INFORMATION GIVEN =
Content starts
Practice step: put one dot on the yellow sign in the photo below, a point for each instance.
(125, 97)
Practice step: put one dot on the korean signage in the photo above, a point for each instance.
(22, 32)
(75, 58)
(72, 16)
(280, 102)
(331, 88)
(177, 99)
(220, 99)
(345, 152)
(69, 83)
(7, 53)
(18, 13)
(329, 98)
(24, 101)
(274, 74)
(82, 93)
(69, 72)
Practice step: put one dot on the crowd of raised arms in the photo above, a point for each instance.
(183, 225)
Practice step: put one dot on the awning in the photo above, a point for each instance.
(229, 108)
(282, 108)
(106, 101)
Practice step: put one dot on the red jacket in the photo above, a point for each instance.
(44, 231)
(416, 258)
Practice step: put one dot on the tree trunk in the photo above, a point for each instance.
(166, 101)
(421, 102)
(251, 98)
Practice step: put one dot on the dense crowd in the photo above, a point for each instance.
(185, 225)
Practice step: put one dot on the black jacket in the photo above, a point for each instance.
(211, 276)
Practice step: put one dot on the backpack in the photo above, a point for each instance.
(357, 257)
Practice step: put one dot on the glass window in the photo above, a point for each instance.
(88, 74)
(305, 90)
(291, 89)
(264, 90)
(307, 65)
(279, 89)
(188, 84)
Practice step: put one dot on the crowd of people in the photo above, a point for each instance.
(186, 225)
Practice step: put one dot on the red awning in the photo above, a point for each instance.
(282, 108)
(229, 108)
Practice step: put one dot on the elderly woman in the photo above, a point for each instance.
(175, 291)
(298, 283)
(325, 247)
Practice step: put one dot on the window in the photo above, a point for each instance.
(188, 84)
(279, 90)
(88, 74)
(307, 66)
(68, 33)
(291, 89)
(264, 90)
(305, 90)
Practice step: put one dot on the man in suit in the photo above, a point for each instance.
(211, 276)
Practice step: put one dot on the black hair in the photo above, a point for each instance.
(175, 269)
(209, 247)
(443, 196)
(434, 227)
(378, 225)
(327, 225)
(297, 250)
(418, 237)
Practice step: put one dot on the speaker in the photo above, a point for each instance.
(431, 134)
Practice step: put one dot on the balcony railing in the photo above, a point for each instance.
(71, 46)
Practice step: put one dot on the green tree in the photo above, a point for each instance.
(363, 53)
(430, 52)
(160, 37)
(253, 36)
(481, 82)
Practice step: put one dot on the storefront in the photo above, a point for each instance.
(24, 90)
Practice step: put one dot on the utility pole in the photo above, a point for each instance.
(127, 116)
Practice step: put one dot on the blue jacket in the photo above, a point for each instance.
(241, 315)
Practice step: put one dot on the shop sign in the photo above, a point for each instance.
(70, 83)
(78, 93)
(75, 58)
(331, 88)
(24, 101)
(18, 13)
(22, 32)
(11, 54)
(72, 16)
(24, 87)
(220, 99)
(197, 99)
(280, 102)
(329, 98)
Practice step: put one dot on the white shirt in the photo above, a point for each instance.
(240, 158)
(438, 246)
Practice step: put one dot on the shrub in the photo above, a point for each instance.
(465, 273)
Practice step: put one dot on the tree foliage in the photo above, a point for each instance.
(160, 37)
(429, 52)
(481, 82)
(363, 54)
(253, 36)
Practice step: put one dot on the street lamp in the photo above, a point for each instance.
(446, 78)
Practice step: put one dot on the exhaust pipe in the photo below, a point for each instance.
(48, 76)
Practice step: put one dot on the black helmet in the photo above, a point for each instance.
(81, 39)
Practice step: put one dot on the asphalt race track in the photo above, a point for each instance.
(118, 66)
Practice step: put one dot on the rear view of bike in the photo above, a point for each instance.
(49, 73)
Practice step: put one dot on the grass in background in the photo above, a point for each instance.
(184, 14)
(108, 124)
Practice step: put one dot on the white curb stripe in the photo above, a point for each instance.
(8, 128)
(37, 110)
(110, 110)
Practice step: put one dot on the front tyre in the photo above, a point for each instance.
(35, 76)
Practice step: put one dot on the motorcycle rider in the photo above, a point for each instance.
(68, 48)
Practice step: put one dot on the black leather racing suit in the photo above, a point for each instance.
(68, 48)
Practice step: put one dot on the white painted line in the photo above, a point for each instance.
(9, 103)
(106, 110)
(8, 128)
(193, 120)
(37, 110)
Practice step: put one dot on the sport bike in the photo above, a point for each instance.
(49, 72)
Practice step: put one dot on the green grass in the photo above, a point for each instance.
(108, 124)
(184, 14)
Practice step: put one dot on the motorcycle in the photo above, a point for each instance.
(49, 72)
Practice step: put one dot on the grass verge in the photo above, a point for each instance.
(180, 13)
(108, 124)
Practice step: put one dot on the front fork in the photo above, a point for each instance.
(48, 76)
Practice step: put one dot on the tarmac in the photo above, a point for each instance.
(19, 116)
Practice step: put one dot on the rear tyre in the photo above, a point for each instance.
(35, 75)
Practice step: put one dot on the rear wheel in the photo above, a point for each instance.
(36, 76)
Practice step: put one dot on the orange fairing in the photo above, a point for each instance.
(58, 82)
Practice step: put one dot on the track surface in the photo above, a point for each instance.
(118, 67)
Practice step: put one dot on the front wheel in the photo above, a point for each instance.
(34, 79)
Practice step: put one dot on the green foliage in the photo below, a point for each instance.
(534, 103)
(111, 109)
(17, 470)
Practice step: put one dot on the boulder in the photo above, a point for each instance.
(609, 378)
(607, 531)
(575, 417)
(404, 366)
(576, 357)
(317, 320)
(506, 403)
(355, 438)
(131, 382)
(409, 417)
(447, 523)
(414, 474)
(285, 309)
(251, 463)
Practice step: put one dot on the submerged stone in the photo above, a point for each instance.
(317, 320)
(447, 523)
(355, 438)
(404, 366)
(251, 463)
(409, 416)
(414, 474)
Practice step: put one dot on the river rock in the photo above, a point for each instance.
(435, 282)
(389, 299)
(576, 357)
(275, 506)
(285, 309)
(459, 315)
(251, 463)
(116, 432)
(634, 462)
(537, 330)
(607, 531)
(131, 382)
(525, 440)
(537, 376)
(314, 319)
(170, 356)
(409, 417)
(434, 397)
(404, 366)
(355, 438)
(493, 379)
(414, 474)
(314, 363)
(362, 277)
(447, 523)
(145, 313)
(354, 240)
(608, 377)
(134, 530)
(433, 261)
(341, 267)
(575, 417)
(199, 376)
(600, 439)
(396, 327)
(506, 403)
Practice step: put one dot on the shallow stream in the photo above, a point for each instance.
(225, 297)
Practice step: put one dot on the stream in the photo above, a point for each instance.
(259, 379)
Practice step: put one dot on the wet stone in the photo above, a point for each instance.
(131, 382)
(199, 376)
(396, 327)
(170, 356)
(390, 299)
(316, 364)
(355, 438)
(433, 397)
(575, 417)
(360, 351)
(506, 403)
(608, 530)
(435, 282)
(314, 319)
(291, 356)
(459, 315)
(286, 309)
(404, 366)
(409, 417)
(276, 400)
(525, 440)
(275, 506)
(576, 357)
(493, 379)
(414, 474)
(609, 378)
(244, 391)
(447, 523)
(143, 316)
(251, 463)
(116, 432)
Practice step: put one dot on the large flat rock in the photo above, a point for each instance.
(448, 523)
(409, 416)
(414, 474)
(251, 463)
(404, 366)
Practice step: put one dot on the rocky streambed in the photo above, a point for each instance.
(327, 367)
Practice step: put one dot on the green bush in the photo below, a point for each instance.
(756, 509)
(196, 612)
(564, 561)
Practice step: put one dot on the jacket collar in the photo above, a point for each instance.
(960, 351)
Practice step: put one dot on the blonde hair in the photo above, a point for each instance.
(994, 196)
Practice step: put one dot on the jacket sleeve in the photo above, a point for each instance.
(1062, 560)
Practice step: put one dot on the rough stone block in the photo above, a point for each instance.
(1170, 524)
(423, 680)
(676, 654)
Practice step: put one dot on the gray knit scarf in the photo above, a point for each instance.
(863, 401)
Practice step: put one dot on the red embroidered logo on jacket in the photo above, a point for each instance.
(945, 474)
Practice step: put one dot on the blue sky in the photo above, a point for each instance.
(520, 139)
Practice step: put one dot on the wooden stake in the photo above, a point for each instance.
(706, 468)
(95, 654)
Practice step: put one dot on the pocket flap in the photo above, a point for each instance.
Content ends
WHAT YOU NEED TO DO =
Retype word for word the line above with "Practice step: put one dot on the blue sky" and all lines after it, nothing else.

WRITTEN ANSWER =
Practice step: put one dot on the blue sky in the photo above, a point for each instance.
(520, 139)
Practice step: put one dot on the wooden stake in the photo above, a point for each instance.
(706, 468)
(95, 654)
Practice step: put one dot on the pocket flap in the photo above, a point for each instance.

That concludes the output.